### Text block
- - -

A few days earlier, the Royal Family had gathered for one of their annual dinner parties, when the Crown Prince, in a fit of drunken rage about the family’s refusal to allow him to marry a girl of his choice, shot fourteen members of the family, of which nine were killed, before the Crown Prince shot himself, though he was King for a few days before he passed away in hospital on June 4th. Prince Gyanendra, whose wife was also shot but survived, was out of the country and as King, vowed to investigate the massacre but led a shoddy investigation. However, there is a wide controversy regarding the Massacre, with many Nepalese people refusing to believe that the popular Crown Prince was responsible, instead citing Maoist agents, as well as Indian, Chinese, and US intelligence agencies behind the attack, and it was Maoist agents who led to the abolition of the Monarchy in 2008.

However, the Coronation in 2001 was not the first time King Gyanendra was crowned King of Nepal. In November 1950, during a political plot, his grandfather, King Tribhuvan, along with the rest of the Royal Family, fled to India, leaving the 3-year old Prince Gyanendra as the only male member of the Royal Family in Nepal, and he was declared King by the Rana Prime Minister. King Gyanendra reigned until  January 1951, when his grandfather King Tribhuvan returned to Nepal and resumed the throne.

- - -

### Given entries
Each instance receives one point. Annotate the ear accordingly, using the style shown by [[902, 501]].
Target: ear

- - -

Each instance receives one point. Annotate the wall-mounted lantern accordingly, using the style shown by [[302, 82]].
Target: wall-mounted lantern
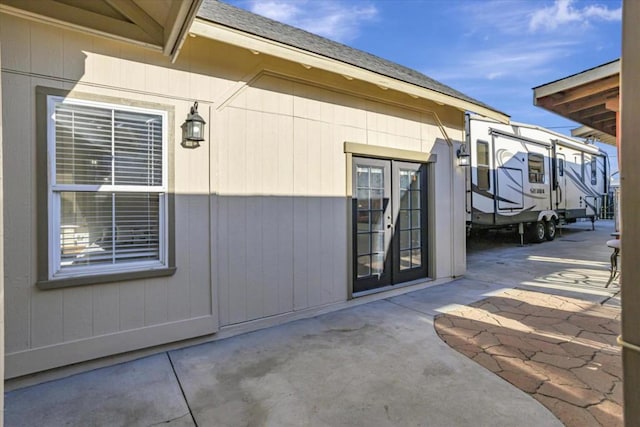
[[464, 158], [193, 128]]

- - -

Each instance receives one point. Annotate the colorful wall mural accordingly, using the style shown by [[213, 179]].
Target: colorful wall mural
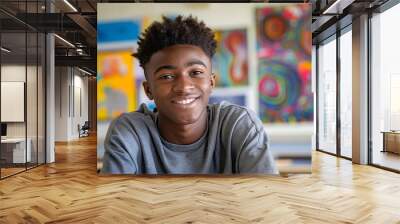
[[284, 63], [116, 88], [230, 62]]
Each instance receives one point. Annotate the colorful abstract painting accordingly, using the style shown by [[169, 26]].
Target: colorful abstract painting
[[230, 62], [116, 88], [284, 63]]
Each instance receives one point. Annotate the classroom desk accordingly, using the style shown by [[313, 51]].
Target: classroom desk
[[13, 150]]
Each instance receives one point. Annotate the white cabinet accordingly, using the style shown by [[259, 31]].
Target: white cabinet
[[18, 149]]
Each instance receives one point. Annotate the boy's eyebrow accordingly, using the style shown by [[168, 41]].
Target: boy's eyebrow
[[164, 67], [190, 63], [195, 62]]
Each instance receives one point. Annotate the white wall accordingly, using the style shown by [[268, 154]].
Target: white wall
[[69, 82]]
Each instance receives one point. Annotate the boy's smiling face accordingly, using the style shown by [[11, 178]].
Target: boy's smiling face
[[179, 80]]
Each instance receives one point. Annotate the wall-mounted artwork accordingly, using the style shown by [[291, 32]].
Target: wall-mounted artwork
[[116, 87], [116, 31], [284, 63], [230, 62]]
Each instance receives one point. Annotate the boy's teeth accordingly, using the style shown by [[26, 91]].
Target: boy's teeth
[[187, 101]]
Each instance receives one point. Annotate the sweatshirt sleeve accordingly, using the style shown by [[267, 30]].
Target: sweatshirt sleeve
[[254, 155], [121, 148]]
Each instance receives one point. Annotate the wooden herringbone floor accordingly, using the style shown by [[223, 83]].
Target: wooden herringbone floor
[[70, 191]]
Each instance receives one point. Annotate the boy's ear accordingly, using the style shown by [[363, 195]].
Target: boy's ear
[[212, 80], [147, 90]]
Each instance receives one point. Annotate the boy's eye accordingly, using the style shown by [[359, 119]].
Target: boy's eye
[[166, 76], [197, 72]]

- - -

### Questions
#1 Sum up the text on Nepal's royal family in two sentences.
#2 Write out the part of the text on Nepal's royal family starting at "A few days earlier, the" and ending at "Monarchy in 2008.".
The records have nothing to do with the work here.

### Responses in order
#1 At a Royal Family dinner, the Crown Prince, drunk and angry that the family would not let him marry the girl he chose, shot fourteen family members, killing nine, and then shot himself, though many Nepalese doubt he was responsible and blame Maoist agents or Indian, Chinese, and US intelligence agencies. Gyanendra, who became King after the massacre, had also been declared King at age 3 in November 1950, when the rest of the Royal Family fled to India, and he reigned until his grandfather King Tribhuvan returned in January 1951.

#2
A few days earlier, the Royal Family had gathered for one of their annual dinner parties, when the Crown Prince, in a fit of drunken rage about the family’s refusal to allow him to marry a girl of his choice, shot fourteen members of the family, of which nine were killed, before the Crown Prince shot himself, though he was King for a few days before he passed away in hospital on June 4th. Prince Gyanendra, whose wife was also shot but survived, was out of the country and as King, vowed to investigate the massacre but led a shoddy investigation. However, there is a wide controversy regarding the Massacre, with many Nepalese people refusing to believe that the popular Crown Prince was responsible, instead citing Maoist agents, as well as Indian, Chinese, and US intelligence agencies behind the attack, and it was Maoist agents who led to the abolition of the Monarchy in 2008.